▶ Passage à lire:
Voyla pas un playdoyé puerile, d’une hauteur inimaginable, et employé en quelle necessité ? Vrayement ce fut raison, qu’il le preferast à celuy, que ce grand Orateur Lysias, avoit mis par escrit pour luy : excellemment façonné au stile judiciaire : mais indigne d’un si noble criminel : Eust on ouï de la bouche de Socrates une voix suppliante ? ceste superbe vertu, eust elle calé, au plus fort de sa montre ? Et sa riche et puissante nature, eust elle commis à l’art sa defense : et en son plus haut essay, renoncé à la verité et naïveté, ornemens de son parler, pour se parer du fard, des figures, et feintes, d’une oraison apprinse ? Il feit tressagement, et selon luy, de ne corrompre une teneur de vie incorruptible, et une si saincte image de l’humaine forme, pour allonger d’un an sa decrepitude : et trahir l’immortelle memoire de ceste fin glorieuse. Il devoit sa vie, non pas à soy, mais à l’exemple du monde. Seroit ce pas dommage publique, qu’il l’eust achevee d’une oysive et obscure façon ?

Certes une si nonchallante et molle consideration de sa mort, meritoit que la posterité la considerast d’autant plus pour luy : Ce qu’elle fit. Et il n’y a rien en la justice si juste, que ce que la fortune ordonna pour sa recommandation. Car les Atheniens eurent en telle abomination ceux, qui en avoient esté cause, qu’on les fuyoit comme personnes excommuniees : On tenoit pollu tout ce, à quoy ils avoient touché : personne à l’estuve ne lavoit avec eux, personne ne les saluoit ni accointoit : si qu’en fin ne pouvant plus porter ceste haine publique, ils se pendirent eux mesmes.

Si quelqu’un estime, que parmy tant d’autres exemples que j’avois à choisir pour le service de mon propos, és dits de Socrates, j’aye mal trié cestuy-cy : et qu’il juge, ce discours estre eslevé au dessus des opinions communes : Je l’ay faict à escient : car je juge autrement : Et tiens que c’est un discours, en rang, et en naïfveté bien plus arriere, et plus bas, que les opinions communes. Il represente en une hardiesse inartificielle et securité enfantine la pure et premiere impression et ignorance de nature. Car il est croyable, que nous avons naturellement crainte de la douleur ; mais non de la mort, à cause d’elle. C’est une partie de nostre estre, non moins essentielle que le vivre. A quoy faire, nous en auroit nature engendré la haine et l’horreur, veu qu’elle luy tient rang de tres-grande utilité, pour nourrir la succession et vicissitude de ses ouvrages ? Et qu’en cette republique universelle, elle sert plus de naissance et d’augmentation, que de perte ou ruyne :

sic rerum summa novatur :

mille, animas una necata dedit.

▶ Segment de données:
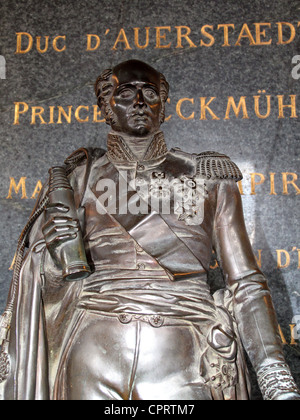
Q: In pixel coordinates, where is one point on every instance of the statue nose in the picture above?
(140, 100)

▶ Les tâches:
• a. D'après le passage, quel orateur avait mis un plaidoyer par écrit pour Socrate ?
• b. Reprenez le passage, s'il vous plaît, en commençant par « Certes une si » et en allant jusqu'à « pendirent eux mesmes. » inclus, et remplacez « Atheniens » par « Grecs ».
Les lignes ne sont pas nécessaires.

▶ Réponses:
• a. Lysias.

• b.
Certes une si nonchallante et molle consideration de sa mort, meritoit que la posterité la considerast d’autant plus pour luy : Ce qu’elle fit. Et il n’y a rien en la justice si juste, que ce que la fortune ordonna pour sa recommandation. Car les Grecs eurent en telle abomination ceux, qui en avoient esté cause, qu’on les fuyoit comme personnes excommuniees : On tenoit pollu tout ce, à quoy ils avoient touché : personne à l’estuve ne lavoit avec eux, personne ne les saluoit ni accointoit : si qu’en fin ne pouvant plus porter ceste haine publique, ils se pendirent eux mesmes.